# Suche JRPG - deutsch - rundenbasiert



## ChillerT (17. März 2018)

Hallo,

meine Freundin liebt RPGs vorallem JRPGs. Daher bin ich auf der Suche nach neuen Spielen für sie.

*Kriterien:*
- JRPGs (oder gute RPGs)
- rundenbasiertes Kampfsystem (oder semi rundenbasiert, hauptsache nicht hektisch)
- Deutsch (mindestens Text/Oberfläche muss auf Deutsch sein)
- Bedienung am besten durch Controler, nicht Mausgeklicke

*Gespielt hat sie bereits:*
- Final Fantasy (alle Teile)
- Lost Sphear

Ich danke euch vielmals im Voraus für eure Vorschläge


----------



## ZockerCompanion (17. März 2018)

Wäre vielleicht The Last Remnant was? : The Last Remnant™ on Steam

Ist ein JRPG mit rundenbasierten Kämpfen, deutscher Oberfläche (Sprachausgabe, leider nur Englisch oder Japanisch) und hat Controller Unterstützung.


----------



## Promego (18. März 2018)

Persona 5? Am besten auf einer PS oder halt https://kotaku.com/persona-5-is-now-playable-on-the-pc-via-emulation-1796903001


----------



## Zybba (18. März 2018)

*Battle Chasers: Nightwar on Steam*


----------



## Spiritogre (18. März 2018)

Persona 5 ist nur Englisch, genau wie leider der Großteil der neueren wirklich guten JRPGs. Außerdem gibt es das nur auf PS3 und PS4. 
(Der Hinweis mit dem PS3 Emulator oben ist ein Witz, das ist nicht wirklich benutzbar außerdem braucht der PC ein BR Laufwerk). 
Leider fehlt oben die Angabe, auf welchen Systemen die Spiele sein sollen.
Zu den besten RPG Reihen zählt aktuell Trails of Cold Steel, gibt es für PS3, PS4 und PC. Auch die Ys Serie wäre einen Blick wert, wie generell die meisten Spiele von Falcom - aber leider sind die eben alle auch nur Englisch. 

Daher lautet meine grundsätzliche Empfehlung zunächst einmal die Tales Serie. Da gibt es recht viele von und nach Final Fantasy ist das wohl die bekannteste laufende JRPG Serie. Wie bei Final Fantasy sind die Spiele unabhängig voneinander bis auf eben direkte Nachfolger a la Tales of Xillia 1 und 2. Aktuell sind Tales of Berseria und davor erschien Tales of Zestiria.


----------



## Promego (18. März 2018)

Spiritogre schrieb:


> Persona 5 ist nur Englisch, genau wie leider der Großteil der neueren wirklich guten JRPGs. Außerdem gibt es das nur auf PS3 und PS4.



oh ja stimmt — dann wärs vermutlich besser das spiel gar nicht erst zu erwähnen :>

von all dem kram wars für mich das einzig erträgliche — was mir noch einfällt ist die kingdom hearts reihe von SE — da weiß ich aber leider auch nicht ob es das auf deutsch gibt?


----------



## Spiritogre (18. März 2018)

### Bereitgestelltes Material
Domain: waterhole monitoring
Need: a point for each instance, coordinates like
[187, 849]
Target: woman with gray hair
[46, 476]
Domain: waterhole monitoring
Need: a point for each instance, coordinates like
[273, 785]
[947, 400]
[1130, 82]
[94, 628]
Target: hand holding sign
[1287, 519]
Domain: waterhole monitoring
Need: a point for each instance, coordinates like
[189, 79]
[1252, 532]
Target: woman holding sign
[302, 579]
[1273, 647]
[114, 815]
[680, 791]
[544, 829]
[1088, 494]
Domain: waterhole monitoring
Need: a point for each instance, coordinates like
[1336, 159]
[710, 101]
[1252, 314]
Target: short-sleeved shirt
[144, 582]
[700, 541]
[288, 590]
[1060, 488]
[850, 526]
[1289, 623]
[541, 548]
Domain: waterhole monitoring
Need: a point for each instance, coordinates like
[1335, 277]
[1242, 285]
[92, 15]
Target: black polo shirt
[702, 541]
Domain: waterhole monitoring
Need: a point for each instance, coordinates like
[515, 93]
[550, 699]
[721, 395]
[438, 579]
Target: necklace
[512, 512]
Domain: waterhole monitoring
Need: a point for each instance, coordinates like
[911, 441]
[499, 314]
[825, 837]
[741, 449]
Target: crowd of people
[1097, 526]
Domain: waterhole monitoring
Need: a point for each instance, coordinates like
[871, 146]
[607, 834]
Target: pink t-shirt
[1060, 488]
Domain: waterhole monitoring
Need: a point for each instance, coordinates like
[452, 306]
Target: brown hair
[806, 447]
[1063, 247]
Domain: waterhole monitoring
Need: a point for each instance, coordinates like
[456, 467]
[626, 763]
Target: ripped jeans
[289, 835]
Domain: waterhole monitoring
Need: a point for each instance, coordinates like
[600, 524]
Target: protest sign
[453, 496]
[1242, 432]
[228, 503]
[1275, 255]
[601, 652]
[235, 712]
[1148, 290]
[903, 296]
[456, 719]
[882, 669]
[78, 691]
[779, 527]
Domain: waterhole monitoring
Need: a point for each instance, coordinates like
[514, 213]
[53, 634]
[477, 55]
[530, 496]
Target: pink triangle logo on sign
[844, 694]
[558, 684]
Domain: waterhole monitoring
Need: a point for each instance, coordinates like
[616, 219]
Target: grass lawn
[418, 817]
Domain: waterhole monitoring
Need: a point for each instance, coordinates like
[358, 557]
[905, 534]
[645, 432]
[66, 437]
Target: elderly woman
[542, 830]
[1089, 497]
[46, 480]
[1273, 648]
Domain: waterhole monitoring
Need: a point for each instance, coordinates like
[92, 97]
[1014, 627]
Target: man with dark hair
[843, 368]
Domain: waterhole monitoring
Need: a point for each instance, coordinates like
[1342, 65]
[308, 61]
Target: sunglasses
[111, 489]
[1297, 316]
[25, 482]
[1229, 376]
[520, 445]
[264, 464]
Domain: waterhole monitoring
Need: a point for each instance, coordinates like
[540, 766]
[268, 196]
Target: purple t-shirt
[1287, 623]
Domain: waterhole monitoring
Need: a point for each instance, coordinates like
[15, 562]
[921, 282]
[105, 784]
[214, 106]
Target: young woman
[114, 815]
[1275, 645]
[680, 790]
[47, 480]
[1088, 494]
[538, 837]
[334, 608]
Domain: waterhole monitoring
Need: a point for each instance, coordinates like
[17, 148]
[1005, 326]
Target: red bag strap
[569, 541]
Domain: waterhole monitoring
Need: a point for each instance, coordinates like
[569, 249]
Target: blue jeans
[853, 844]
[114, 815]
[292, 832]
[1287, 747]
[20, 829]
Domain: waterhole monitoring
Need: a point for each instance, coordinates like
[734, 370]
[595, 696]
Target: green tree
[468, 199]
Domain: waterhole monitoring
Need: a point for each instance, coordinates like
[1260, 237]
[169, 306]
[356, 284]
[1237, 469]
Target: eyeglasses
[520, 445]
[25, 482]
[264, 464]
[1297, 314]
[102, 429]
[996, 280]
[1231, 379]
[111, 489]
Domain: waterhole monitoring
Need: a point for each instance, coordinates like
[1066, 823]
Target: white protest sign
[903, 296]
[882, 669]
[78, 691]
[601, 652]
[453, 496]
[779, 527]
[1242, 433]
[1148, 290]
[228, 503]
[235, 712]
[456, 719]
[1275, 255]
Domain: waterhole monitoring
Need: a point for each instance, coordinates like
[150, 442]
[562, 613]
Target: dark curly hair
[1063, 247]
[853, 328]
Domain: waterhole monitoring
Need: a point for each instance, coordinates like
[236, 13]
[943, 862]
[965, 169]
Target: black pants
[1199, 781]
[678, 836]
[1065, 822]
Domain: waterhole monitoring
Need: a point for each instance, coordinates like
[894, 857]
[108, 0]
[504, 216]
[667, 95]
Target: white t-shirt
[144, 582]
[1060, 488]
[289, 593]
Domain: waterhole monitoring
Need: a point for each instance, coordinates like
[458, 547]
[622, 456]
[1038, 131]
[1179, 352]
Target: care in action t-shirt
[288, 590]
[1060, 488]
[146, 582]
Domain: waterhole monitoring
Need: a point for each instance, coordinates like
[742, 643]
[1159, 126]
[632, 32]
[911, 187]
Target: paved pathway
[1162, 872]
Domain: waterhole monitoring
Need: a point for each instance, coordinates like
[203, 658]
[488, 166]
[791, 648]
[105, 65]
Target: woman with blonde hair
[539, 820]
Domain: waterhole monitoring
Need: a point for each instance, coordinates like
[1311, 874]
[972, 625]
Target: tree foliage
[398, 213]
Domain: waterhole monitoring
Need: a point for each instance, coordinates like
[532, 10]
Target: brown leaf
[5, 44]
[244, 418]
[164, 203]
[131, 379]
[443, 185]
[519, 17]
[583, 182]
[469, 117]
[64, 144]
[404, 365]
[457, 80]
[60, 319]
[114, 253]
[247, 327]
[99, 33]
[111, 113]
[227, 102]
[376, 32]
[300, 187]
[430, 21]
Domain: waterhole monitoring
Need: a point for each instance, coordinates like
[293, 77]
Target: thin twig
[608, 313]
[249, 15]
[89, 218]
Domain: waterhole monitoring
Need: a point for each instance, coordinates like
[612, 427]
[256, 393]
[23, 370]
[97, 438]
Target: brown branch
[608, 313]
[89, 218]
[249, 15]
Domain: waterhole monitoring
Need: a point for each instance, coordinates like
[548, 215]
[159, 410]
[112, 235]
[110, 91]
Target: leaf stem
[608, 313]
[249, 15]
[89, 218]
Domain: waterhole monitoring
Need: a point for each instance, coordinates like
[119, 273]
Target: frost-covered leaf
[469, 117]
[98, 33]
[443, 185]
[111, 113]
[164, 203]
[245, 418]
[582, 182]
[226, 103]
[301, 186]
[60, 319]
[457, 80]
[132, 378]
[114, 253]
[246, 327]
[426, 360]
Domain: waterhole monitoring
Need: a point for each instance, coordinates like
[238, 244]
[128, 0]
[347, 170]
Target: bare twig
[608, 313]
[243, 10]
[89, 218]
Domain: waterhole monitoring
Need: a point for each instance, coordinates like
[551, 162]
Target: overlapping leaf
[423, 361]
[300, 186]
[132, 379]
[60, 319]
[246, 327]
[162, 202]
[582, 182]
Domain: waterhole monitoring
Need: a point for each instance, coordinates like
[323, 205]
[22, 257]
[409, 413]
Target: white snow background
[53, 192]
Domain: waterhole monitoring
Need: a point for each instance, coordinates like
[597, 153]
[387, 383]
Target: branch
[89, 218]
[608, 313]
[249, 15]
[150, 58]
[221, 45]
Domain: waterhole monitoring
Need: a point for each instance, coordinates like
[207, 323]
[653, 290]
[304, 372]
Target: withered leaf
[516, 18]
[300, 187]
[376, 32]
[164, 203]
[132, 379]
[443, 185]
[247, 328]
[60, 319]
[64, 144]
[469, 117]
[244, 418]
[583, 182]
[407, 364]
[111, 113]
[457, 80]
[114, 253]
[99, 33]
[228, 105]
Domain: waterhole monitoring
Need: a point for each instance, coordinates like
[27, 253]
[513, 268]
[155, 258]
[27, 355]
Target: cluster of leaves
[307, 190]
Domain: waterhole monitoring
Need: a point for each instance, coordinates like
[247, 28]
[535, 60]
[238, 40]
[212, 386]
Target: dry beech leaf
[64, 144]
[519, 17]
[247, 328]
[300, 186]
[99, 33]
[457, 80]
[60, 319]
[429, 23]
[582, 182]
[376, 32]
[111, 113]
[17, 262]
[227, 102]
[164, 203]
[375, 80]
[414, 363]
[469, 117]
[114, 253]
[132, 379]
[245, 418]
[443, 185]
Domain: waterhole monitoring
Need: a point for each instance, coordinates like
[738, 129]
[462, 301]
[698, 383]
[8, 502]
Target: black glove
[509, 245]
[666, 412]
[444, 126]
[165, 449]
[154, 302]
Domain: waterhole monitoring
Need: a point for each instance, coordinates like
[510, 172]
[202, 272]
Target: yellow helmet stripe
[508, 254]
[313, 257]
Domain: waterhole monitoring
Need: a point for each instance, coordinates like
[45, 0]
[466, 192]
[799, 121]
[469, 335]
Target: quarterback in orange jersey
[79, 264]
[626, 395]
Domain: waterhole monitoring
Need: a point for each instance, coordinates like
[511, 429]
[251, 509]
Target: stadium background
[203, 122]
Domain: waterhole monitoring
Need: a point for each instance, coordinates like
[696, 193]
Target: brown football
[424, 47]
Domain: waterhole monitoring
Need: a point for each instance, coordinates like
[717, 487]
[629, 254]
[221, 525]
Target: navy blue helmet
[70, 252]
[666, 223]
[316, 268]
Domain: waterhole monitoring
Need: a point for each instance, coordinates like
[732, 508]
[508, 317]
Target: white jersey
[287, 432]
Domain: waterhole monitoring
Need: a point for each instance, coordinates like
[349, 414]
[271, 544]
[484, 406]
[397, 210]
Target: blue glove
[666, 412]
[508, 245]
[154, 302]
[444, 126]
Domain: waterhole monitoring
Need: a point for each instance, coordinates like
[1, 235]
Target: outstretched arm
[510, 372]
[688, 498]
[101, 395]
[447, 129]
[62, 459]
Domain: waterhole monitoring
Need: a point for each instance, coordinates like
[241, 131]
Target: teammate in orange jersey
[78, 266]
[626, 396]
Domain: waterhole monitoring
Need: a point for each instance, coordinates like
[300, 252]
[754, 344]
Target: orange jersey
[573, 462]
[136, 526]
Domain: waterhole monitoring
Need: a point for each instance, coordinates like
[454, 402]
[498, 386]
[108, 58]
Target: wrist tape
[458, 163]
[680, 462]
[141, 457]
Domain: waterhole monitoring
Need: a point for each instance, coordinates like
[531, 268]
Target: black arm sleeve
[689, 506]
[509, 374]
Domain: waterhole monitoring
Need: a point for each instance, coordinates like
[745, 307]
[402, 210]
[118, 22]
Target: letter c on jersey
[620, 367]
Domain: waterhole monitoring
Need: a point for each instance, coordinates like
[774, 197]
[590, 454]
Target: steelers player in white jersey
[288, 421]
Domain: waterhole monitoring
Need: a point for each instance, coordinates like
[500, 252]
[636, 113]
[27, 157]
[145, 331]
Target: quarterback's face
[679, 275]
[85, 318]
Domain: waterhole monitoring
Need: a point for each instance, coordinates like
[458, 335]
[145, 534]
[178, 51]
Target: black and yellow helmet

### Deine Aufgabe
Führe den Forenthread über die Suche nach einem deutschsprachigen, rundenbasierten JRPG an der Stelle weiter, an der er endet. Das Material steht für sich und gehört nicht zum Forenthread über die JRPG-Suche.

### Antwort zur Aufgabe
Kingdom Hearts ist naturgemäß auf deutsch, weil es eine Kinderspiel-Reihe ist. Wer Fan von Disney ist kann gerne mal reinschauen (ich habe einige der Teile in einer der PS4 Collections mal angezockt). Vom Kampfsystem sollte man aber nichts erwarten, viele JRPG-Fans rümpfen da die Nase, weil es, schwer zu beschreiben, "zufällig", "beliebig" nicht taktisch etc. ist. Wie gesagt, ist primär auf Kinder ausgelegt und entsprechend einfach gehalten. 

Kingdom Hearts 3 kommt ja bald.

Wichtig hierbei, die Stories sind zwar in jedem Teil grundsätzlich in sich abgeschlossen aber das große Ganze ist übergreifend und inzwischen so verworren, das selbst Fans nicht mehr durchsteigen. Auf jeden Fall gibt es im Netz Listen, welche Reihenfolge man spielen sollte. Außer 1 und 2 gibt es ja noch jede Menge Zwischenteile. Auf jeden Fall bräuchte man eine PS4 und dann die Kingdom Hearts Remixe wo die Teile für PS2, Game Boy und Co. mit drauf sind und sollte die auch spielen, bevor man dann irgendwann 3 in Angriff nimmt wenn es erscheint.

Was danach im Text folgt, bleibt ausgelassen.